## SELECTION
** Begin **
The only way to get rid of them is tell them you have changed your plans and no longer intend to buy.

Veronica


----------



## christopherdouglas

Veronica said:


> Many of the bigger agents are desperate to make some sales as the market has been very slow all over Europe this year.
> Parador who were one of the bigger ones have gone into voluntary administration after losing some of their biggest developers who were at one time willing to pay their ridiculous 15% commissions.
> Once these people have got their claws into you they will just tighten their grip more and more if you dont shake them loose.
> The only way to get rid of them is tell them you have changed your plans and no longer intend to buy.
> 
> Veronica


Yes they seem to be quite keen!

Just for reference these ones are:
Garvetur - Soc. de Mediação Imobiliária - S.A.
Garvetur Lancemar
Av. Dr. Sá Carneiro,
Ed. Lancemar, Loja 2
8200-262 Albufeira - Algarve - Portugal

I'm sure they are very nice people, and they have a job to do, but not with us thank you.
** End **
## DATA RECORDS
** Begin **
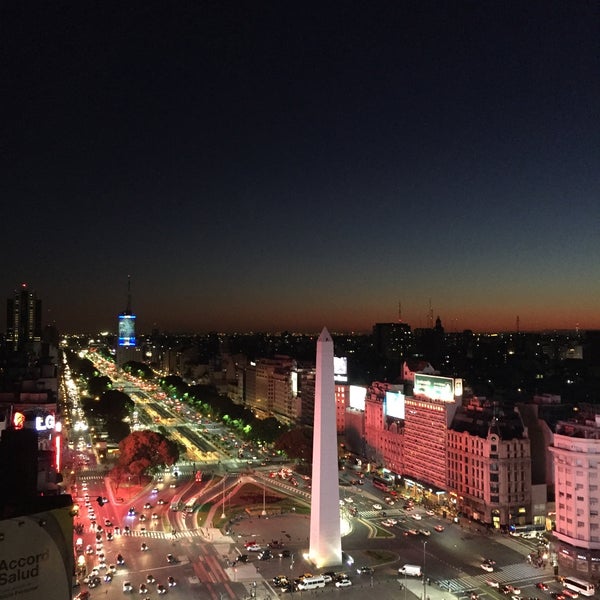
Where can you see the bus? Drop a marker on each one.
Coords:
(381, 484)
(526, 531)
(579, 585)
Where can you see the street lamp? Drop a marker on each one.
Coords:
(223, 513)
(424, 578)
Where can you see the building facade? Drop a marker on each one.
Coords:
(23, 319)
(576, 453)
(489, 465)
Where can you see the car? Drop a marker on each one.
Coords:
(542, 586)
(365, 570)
** End **
** Begin **
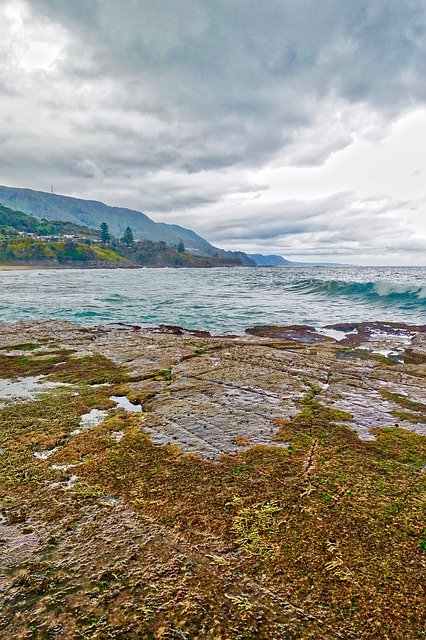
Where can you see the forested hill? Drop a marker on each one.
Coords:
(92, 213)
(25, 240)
** End **
## GOAL
Retype the part of the thread that starts at the words "## christopherdouglas" and stops after the words "Europe this year.". You won't need the listing for this.

## ANSWER FOR THIS EXERCISE
## christopherdouglas

Veronica said:


> Many of the bigger agents are desperate to make some sales as the market has been very slow all over Europe this year.